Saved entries

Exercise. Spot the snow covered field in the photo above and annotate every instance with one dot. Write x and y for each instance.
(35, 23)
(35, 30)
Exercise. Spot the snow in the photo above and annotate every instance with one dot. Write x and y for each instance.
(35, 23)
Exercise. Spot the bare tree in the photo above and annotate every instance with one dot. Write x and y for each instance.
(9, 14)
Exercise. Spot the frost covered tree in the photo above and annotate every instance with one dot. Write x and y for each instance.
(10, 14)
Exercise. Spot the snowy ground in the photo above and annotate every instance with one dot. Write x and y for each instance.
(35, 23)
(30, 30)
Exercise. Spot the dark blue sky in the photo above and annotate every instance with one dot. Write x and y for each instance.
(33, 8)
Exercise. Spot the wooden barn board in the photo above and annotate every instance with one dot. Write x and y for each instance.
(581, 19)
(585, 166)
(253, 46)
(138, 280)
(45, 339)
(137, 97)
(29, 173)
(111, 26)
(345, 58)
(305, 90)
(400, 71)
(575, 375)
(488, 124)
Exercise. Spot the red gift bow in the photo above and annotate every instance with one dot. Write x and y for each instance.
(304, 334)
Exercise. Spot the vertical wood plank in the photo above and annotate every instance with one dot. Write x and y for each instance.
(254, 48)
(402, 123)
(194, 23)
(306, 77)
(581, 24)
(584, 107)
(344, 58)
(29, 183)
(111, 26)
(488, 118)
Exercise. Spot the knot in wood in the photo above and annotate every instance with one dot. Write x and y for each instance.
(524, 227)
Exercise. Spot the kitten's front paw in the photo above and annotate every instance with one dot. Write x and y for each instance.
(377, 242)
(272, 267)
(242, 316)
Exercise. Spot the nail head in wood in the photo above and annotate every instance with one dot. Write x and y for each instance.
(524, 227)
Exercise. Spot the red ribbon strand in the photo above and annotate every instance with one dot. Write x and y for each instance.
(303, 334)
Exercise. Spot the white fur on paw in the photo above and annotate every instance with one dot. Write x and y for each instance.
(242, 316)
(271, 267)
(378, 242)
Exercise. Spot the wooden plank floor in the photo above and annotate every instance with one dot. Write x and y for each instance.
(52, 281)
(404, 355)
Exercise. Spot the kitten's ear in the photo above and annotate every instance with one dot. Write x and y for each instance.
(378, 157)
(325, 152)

Exercise goal: Exact copy required. Retype all of the entries word for word.

Completed task:
Exercise. Spot the snow covered field in the photo above and annotate every instance with one dot. Write x and y for each instance.
(35, 23)
(35, 30)
Exercise. Spot the snow in the photo above and annotate every instance with one dot. Write x and y for each instance.
(35, 23)
Exercise. Spot the bare tree in the photo above and annotate every instance with one dot. Write x and y for each instance.
(9, 14)
Exercise. Spot the frost covered tree in the photo above and annotate every instance with one dot. Write x and y for each instance.
(10, 14)
Exercise. Spot the snowy ground in the photo above and annotate every instance with one dot. Write x and y for each instance.
(35, 23)
(30, 30)
Exercise. Spot the dark blue sky in the photo above and annotate every instance with one dot. Write x and y for each instance.
(33, 8)
Exercise. Spot the wooden barn board in the photo above and annotate every instance with one dot. Write x and y for each instance.
(581, 19)
(585, 166)
(253, 46)
(138, 280)
(45, 339)
(137, 97)
(29, 173)
(111, 26)
(345, 58)
(305, 90)
(400, 71)
(575, 375)
(488, 124)
Exercise. Spot the red gift bow in the photo above and annotate every instance with one dot. Write x and y for each instance.
(304, 334)
Exercise. Spot the vertical wood plank in the photo above and annotate every instance with one dot. Write x and y for each instance.
(254, 48)
(402, 123)
(194, 23)
(306, 77)
(581, 24)
(584, 107)
(344, 58)
(29, 183)
(111, 26)
(488, 118)
Exercise. Spot the knot in wood in the photo above and annotate every instance with one dot. Write x and y for each instance.
(524, 227)
Exercise. Spot the kitten's front paw in the photo above and annotate every instance with one dot. Write x and y for each instance.
(377, 242)
(272, 267)
(242, 316)
Exercise. Spot the nail head in wood in the photo above and annotate every instance with one dot. Write x and y for each instance.
(524, 227)
Exercise. Spot the red ribbon strand in the photo above and annotate every instance with one dot. Write x and y for each instance.
(303, 334)
Exercise. Spot the white fur on paw in the photo above and annotate every instance with one dot. Write x and y for each instance.
(242, 316)
(271, 267)
(378, 242)
Exercise. Spot the wooden plank floor in the photo above and annotate every instance with one dot. Write x and y for each instance.
(52, 281)
(404, 355)
Exercise. Spot the kitten's ear in the photo above and annotate every instance with one dot. Write x and y for each instance.
(378, 157)
(325, 152)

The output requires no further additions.